==== Text segment ====

Rob Bonta, California’s far-left attorney general, is “hereby restrained and enjoined from enforcing” a law signed by California’s Democratic Governor Gavin Newsom in October 2021. So read the ruling filed on Tuesday by the U.S. District Court for the Eastern District of California.

At issue was the offending law, Senate Bill 742, that made it “a crime to … interfere with … any person … [who] is a reproductive health services client” inside a 100-foot radius surrounding an abortion clinic. A person violating a 30-foot bubble between her and that “client” is guilty of “harassing” and subject to a fine of up to $1,000 and a jail term of up to six months.  

The court also ruled that Bonta (i.e., the taxpayers of California) must pay Alliance Defending Freedom (ADF), the public-interest law firm that challenged the law, $192,706 for their legal services.

Here’s the interesting part: ADF brought the complaint on behalf of a pro-life group, Right to Life, which has its main operations right next door to a Planned Parenthood clinic in Fresno. Right to Life volunteers have been free to converse with women approaching the clinic, offering them assistance and alternatives to abortion. It has had a record of turning mothers away from abortion, right up until the Newsom/Bonta law was passed.

The law was written in such a way as to make it appear that it only applied to clinics offering vaccinations against uterine cancers. Planned Parenthood offered such vaccinations (Gardasil and Cervarix) and thus the new law quashed the freedom of the volunteers from Right to Life next door, prohibiting them from conversing with those entering Planned Parenthood to perform an abortion.

The complaint, filed just days after the law became effective, claimed that it was the “State of California’s attempt to unconstitutionally restrict speech based on content and viewpoint in public forums, by creating 30-foot bubble zones around persons within 100 feet of … any facility that provides any type of vaccine.”

Volunteers from Right to Life’s Outreach Center would “often approach individuals arriving at Planned Parenthood … and attempt to engage with them at a normal conversational distance, in order to offer print materials and to explain the help and support that Right to Life can provide.”

The Outreach Center is a warm, friendly place, with a coffee bar and a lounge where a mother with an “unplanned” pregnancy can, if she wishes, visit with one of the volunteers about options other than abortion.

==== Information shown ====

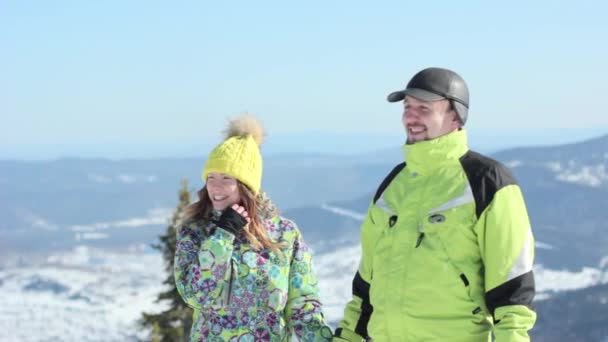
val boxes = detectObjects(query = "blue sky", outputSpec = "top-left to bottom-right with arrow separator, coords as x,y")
0,0 -> 608,159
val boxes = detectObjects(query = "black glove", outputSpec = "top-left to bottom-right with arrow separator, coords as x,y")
217,207 -> 247,235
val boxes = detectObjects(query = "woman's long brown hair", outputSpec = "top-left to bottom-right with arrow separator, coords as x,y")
184,180 -> 282,251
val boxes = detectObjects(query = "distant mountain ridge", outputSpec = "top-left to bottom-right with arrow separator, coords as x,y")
0,135 -> 608,269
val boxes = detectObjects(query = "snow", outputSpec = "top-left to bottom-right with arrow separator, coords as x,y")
505,160 -> 523,169
0,246 -> 164,342
555,164 -> 608,187
0,244 -> 608,342
87,173 -> 158,184
321,204 -> 365,221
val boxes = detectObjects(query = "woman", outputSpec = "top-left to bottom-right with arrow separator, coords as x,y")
175,116 -> 332,341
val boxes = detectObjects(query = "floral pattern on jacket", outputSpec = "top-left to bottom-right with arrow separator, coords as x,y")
175,194 -> 332,341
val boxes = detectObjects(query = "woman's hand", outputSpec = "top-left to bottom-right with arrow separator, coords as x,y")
217,204 -> 251,235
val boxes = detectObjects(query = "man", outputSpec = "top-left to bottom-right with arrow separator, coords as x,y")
334,68 -> 536,342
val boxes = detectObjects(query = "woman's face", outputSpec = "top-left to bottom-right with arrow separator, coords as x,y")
206,172 -> 241,210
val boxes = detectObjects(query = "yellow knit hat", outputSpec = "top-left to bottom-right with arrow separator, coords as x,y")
203,115 -> 264,195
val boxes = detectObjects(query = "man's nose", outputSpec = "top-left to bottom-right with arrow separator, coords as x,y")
403,110 -> 418,122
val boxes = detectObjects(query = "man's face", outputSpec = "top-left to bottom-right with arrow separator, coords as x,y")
401,96 -> 460,144
206,172 -> 241,210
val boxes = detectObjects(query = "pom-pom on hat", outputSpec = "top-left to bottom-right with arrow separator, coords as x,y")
203,115 -> 264,195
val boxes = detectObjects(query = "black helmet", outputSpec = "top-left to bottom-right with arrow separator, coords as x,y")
387,68 -> 469,125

====

Task requirements:
Extend the article on the court ruling against California's Senate Bill 742, picking up after its last sentence.

Task output:
But the new law prohibited this, calling it “harassing,” defined as “knowingly approaching” such a person “for the purpose of passing a leaflet or handbill to, displaying a sign to, or engaging in oral protest, education, or counseling with” that person “without consent.”

The complaint declared that SB 742 “violates the United States Constitution’s Free Exercise of Religion, Freedom of Speech, Free Association, Due Process, and Equal Protection Clauses … as applied to the constitutionally protected activities of Right to Life and its [volunteers], including its right to freely describe its mission and services in public.”

The court agreed, and ADF’s senior counsel Denise Harle celebrated:

This is a significant victory not only for our client, Right to Life, but for every other speaker in California.

The First Amendment protects every Californian, regardless of their viewpoint. Now Right to Life’s staff and volunteers can continue their critical mission of serving vulnerable women in the central California region with their free, life-giving services.

So did John Gerardi, Right to Life’s executive director:

California can no longer prevent pro-life advocates from exercising their First Amendment rights to interact with women and couples in need outside of abortion clinics, solely because the clinic happens to offer some kind of vaccine….

We are delighted that our First Amendment rights were vindicated, and that we can continue to serve women, couples, and babies in need.